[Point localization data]
● ● ● ● ● ● ●

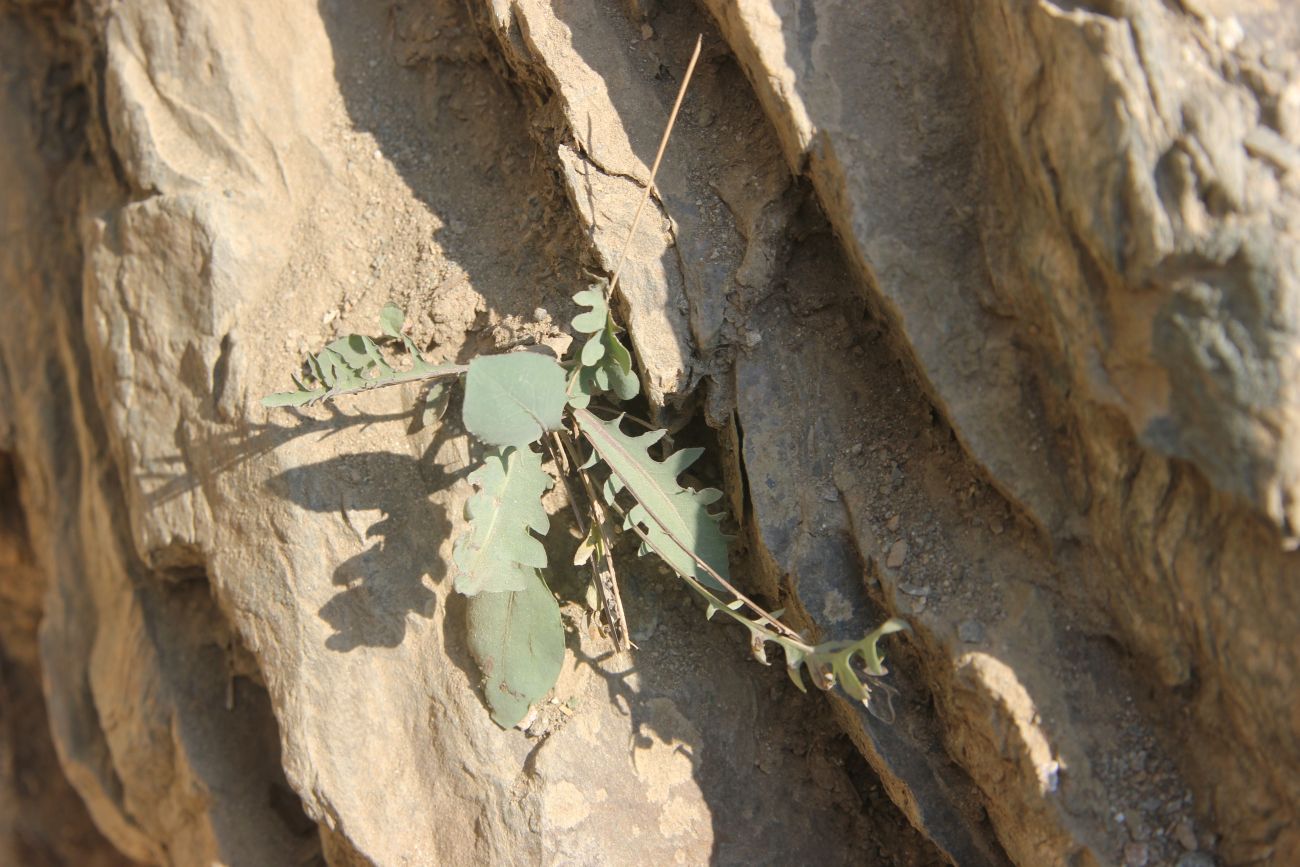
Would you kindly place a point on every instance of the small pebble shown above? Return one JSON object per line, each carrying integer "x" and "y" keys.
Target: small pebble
{"x": 1136, "y": 854}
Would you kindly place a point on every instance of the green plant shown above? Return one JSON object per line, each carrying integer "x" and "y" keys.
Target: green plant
{"x": 525, "y": 408}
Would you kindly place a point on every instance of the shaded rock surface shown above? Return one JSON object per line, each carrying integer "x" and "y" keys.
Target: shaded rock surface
{"x": 989, "y": 310}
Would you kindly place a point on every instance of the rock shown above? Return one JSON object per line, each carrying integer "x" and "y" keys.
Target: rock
{"x": 1136, "y": 854}
{"x": 1032, "y": 261}
{"x": 250, "y": 647}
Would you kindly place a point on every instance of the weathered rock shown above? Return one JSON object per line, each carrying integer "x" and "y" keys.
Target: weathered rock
{"x": 1082, "y": 225}
{"x": 993, "y": 307}
{"x": 250, "y": 651}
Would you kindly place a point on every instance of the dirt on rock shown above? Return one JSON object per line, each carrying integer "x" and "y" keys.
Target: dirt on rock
{"x": 983, "y": 315}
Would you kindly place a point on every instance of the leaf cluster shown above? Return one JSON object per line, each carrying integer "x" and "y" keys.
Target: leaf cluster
{"x": 521, "y": 406}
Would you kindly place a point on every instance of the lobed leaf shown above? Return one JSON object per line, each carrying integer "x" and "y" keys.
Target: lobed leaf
{"x": 675, "y": 520}
{"x": 514, "y": 399}
{"x": 518, "y": 641}
{"x": 498, "y": 553}
{"x": 605, "y": 363}
{"x": 354, "y": 363}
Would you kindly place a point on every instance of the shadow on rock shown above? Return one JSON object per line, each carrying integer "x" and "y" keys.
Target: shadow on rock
{"x": 385, "y": 582}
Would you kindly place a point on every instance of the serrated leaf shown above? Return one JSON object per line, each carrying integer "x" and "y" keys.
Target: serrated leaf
{"x": 606, "y": 363}
{"x": 391, "y": 319}
{"x": 593, "y": 320}
{"x": 518, "y": 641}
{"x": 498, "y": 553}
{"x": 675, "y": 519}
{"x": 514, "y": 399}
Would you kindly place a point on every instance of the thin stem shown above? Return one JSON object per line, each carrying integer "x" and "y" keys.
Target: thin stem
{"x": 787, "y": 633}
{"x": 654, "y": 169}
{"x": 441, "y": 372}
{"x": 602, "y": 564}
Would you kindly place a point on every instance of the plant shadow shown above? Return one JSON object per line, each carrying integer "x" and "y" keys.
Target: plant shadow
{"x": 385, "y": 582}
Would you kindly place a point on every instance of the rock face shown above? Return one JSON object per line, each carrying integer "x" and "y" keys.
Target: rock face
{"x": 992, "y": 312}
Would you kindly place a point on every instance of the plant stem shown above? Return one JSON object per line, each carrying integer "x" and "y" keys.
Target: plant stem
{"x": 602, "y": 564}
{"x": 753, "y": 606}
{"x": 654, "y": 169}
{"x": 440, "y": 372}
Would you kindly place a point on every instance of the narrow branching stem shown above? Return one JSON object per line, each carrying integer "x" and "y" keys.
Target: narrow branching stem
{"x": 785, "y": 632}
{"x": 602, "y": 564}
{"x": 654, "y": 169}
{"x": 563, "y": 476}
{"x": 441, "y": 372}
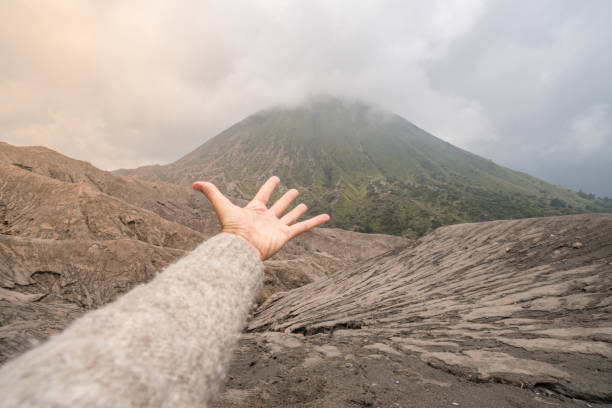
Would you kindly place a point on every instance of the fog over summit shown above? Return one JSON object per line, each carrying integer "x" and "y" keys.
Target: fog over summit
{"x": 123, "y": 85}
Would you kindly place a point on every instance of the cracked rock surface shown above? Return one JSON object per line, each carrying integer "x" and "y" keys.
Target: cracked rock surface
{"x": 511, "y": 302}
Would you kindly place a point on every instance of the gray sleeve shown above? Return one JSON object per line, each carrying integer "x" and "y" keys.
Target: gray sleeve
{"x": 166, "y": 343}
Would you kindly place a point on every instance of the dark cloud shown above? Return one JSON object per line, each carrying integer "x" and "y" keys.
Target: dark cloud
{"x": 123, "y": 84}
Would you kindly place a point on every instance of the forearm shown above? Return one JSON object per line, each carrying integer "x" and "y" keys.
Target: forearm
{"x": 166, "y": 343}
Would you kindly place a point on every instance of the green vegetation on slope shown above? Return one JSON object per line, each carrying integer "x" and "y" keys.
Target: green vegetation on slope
{"x": 371, "y": 170}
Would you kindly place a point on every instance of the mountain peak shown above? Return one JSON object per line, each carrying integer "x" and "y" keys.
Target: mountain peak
{"x": 370, "y": 169}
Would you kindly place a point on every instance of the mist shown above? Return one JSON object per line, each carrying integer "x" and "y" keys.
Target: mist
{"x": 123, "y": 84}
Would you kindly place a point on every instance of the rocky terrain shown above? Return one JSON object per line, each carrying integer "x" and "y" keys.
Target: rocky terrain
{"x": 514, "y": 313}
{"x": 503, "y": 313}
{"x": 73, "y": 237}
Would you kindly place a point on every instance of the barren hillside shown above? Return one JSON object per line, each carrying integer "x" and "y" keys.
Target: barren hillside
{"x": 73, "y": 237}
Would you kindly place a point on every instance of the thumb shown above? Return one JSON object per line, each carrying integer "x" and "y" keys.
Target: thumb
{"x": 219, "y": 202}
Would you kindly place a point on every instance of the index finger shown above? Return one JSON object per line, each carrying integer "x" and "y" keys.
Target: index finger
{"x": 307, "y": 225}
{"x": 265, "y": 191}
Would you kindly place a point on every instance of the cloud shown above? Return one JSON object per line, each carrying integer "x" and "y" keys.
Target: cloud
{"x": 123, "y": 84}
{"x": 590, "y": 132}
{"x": 127, "y": 83}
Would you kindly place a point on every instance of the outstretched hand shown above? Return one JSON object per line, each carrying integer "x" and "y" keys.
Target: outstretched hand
{"x": 259, "y": 225}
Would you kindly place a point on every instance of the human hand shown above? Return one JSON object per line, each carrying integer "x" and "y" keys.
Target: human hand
{"x": 258, "y": 225}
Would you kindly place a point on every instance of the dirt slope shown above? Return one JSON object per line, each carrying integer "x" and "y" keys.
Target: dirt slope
{"x": 73, "y": 238}
{"x": 526, "y": 303}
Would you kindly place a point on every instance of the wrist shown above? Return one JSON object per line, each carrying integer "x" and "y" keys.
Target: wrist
{"x": 238, "y": 234}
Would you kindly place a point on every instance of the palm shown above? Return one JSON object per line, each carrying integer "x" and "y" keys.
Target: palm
{"x": 262, "y": 227}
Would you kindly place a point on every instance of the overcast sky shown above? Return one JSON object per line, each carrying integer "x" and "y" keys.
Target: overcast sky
{"x": 126, "y": 83}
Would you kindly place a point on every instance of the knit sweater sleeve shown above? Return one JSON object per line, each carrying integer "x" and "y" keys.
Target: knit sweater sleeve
{"x": 165, "y": 343}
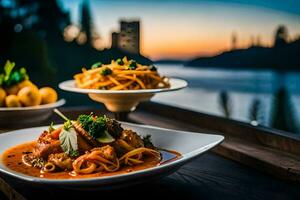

● ● ● ● ● ● ●

[Exercise brief]
Every entry is to be reproduced word for word, and no image is carried over.

[Solution for this task]
Would you kindly place a point on every instance of the small pebble shown above? Return one JSON object per line, each carrying integer "x" and "y" keys.
Target: small pebble
{"x": 1136, "y": 854}
Would you kindly place a point on every instance of the green plant shown above? Return one JSON object per line, each carrying integer "x" and "y" keys.
Target: green plant
{"x": 525, "y": 408}
Would you kindly place a point on every instance of the shaded rock surface shown above? Return one JSON object per line, each carrying integer "x" and "y" keys.
Target: shaded rock surface
{"x": 989, "y": 310}
Would you kindly place a point on every instance of the rock shown above? Return one JSON object per line, each carrying integer "x" and "y" keys.
Target: rock
{"x": 1136, "y": 854}
{"x": 1032, "y": 261}
{"x": 250, "y": 647}
Would you kindly place a point on every instance of the weathered rock shown above? Return one JSON object per line, each carrying integer "x" and "y" keys.
Target: weathered rock
{"x": 1082, "y": 225}
{"x": 993, "y": 307}
{"x": 250, "y": 651}
Would you kindly place a point on every instance of the dirt on rock shown above? Return one JSON object per line, each carrying integer "x" and "y" keys.
Target: dirt on rock
{"x": 983, "y": 315}
Would you kindly place a point on every instance of the leaf cluster shown above? Return one JSON object per line, each carrying integer "x" and "y" keys.
Target: leaf cluster
{"x": 521, "y": 406}
Would you kindly place a point on every instance of the lobed leaf shown above? Return one JSON object per line, each carrying integer "x" and "y" keys.
Target: lobed leaf
{"x": 675, "y": 520}
{"x": 514, "y": 399}
{"x": 518, "y": 641}
{"x": 498, "y": 553}
{"x": 605, "y": 363}
{"x": 354, "y": 363}
Would you kindly place a point on every instance of the shadow on rock shown above? Return one JSON object per line, each carrying integer "x" and "y" keys.
Target: shadow on rock
{"x": 385, "y": 582}
Would you kindly place a point on every instance of the serrated leaf shown above? Return one JSON object per line, each carrying integer "x" and "y" keys.
Target: serrated leaf
{"x": 606, "y": 363}
{"x": 391, "y": 319}
{"x": 593, "y": 320}
{"x": 518, "y": 641}
{"x": 498, "y": 553}
{"x": 675, "y": 519}
{"x": 514, "y": 399}
Would you kindly place a point on every instance of the thin stem shown above? Return one JSON object per line, each carrying integer "x" and "y" keys.
Target: thin stem
{"x": 787, "y": 633}
{"x": 654, "y": 169}
{"x": 441, "y": 372}
{"x": 602, "y": 564}
Would you kindly place a point on every instance of the plant shadow shown above? Return one JSON object per line, each carrying integer "x" and "y" keys.
Target: plant shadow
{"x": 385, "y": 582}
Would you kindly place a point on every instance of the rock face shown above? Return one JSON object per line, each carrying integer "x" and "y" keys.
Target: rock face
{"x": 992, "y": 312}
Would you kindly place a point on every instance of the plant stem shown above? Return one JSON object per line, each carrying integer "x" and "y" keys.
Target: plant stem
{"x": 602, "y": 564}
{"x": 753, "y": 606}
{"x": 654, "y": 169}
{"x": 440, "y": 372}
Would you kindly place a point on every instance of the narrow branching stem shown above? Return one JSON object per line, each carrying integer "x" and "y" keys.
Target: narrow branching stem
{"x": 785, "y": 632}
{"x": 602, "y": 564}
{"x": 654, "y": 169}
{"x": 563, "y": 476}
{"x": 441, "y": 372}
Would you kindly place a point on every instance of the fog over summit shown above? Return one JSON object per line, each carrying integer "x" and "y" keys.
Target: fog over summit
{"x": 123, "y": 85}
Would you kindly place a point on every instance of the cracked rock surface shown above? Return one JSON object per line, each carrying integer "x" and "y" keys.
Target: cracked rock surface
{"x": 511, "y": 302}
Would you kindly place a point on every instance of the gray sleeve shown above? Return one JSON object per line, each carrying integer "x" and "y" keys.
Target: gray sleeve
{"x": 166, "y": 343}
Would you kindly place a point on every instance of the dark cloud shown above? Return one JSON object per line, each carrying integer "x" and "y" keys.
Target: dark cloud
{"x": 123, "y": 84}
Would you kindly place a point on every instance of the forearm shown above? Return one JSON object per line, each carrying integer "x" and "y" keys.
Target: forearm
{"x": 166, "y": 343}
Would you kindly place a point on every instance of the green vegetation on slope shown above? Return one JSON object per line, each carrying integer "x" and "y" keys.
Target: green vegetation on slope
{"x": 371, "y": 170}
Would you kindly place a point on every instance of the mountain peak shown above? Return one JSON object per line, each carrying integer "x" and "y" keys.
Target: mountain peak
{"x": 370, "y": 169}
Would you kindly place a point on every instance of the mist shown above? Return one JSON object per line, each carrying integer "x" and "y" keys.
Target: mist
{"x": 123, "y": 84}
Would you kindly place a point on every instance of the rocky terrain shown above? Return one JSON object per line, each carrying integer "x" and "y" keys.
Target: rocky terrain
{"x": 514, "y": 313}
{"x": 503, "y": 313}
{"x": 73, "y": 237}
Would you kindly place a point on every instance of the barren hillside shown above? Return one JSON object per line, each carrying integer "x" and "y" keys.
Target: barren hillside
{"x": 73, "y": 237}
Would you kindly place a point on every instance of the thumb shown above? Return one JSON object per line, each carrying integer "x" and "y" keys.
Target: thumb
{"x": 219, "y": 202}
Would you kindly place a point on every instance of the index finger shown above? Return one JSON object per line, each carrying integer "x" and "y" keys.
Target: index finger
{"x": 307, "y": 225}
{"x": 265, "y": 191}
Would you kindly place a point on every instance of the cloud shown above? Return one JSON object per line, each carrying integer "x" and "y" keys.
Target: cloud
{"x": 123, "y": 84}
{"x": 590, "y": 132}
{"x": 127, "y": 83}
Would you kindly place a point on every instance of the outstretched hand shown above? Return one JSON object per line, each carrying integer "x" and "y" keys.
Target: outstretched hand
{"x": 259, "y": 225}
Would you kindly place a point on every instance of the human hand shown above? Return one JSON object per line, each carrying integer "x" and "y" keys.
Target: human hand
{"x": 258, "y": 225}
Would you kindly place a point on every instance of the dirt slope shown above? Return one JSON object per line, each carrying integer "x" and "y" keys.
Target: dirt slope
{"x": 73, "y": 238}
{"x": 526, "y": 303}
Would you kindly place a point on every instance of the wrist shown above? Return one JSON object per line, each carrying integer "x" and "y" keys.
Target: wrist
{"x": 238, "y": 234}
Would you kindly place a point on every instance of the palm shown above? Return one JSON object per line, each carrying integer "x" and "y" keys.
Target: palm
{"x": 262, "y": 227}
Would you kindly place a point on every instance of the overcast sky shown above? Return one JSON object per line, each carrying integer "x" and "y" keys.
Target: overcast sky
{"x": 126, "y": 83}
Would you kindly place a point on every instance of the knit sweater sleeve shown above? Return one JSON object per line, each carrying integer "x" and "y" keys.
Target: knit sweater sleeve
{"x": 165, "y": 343}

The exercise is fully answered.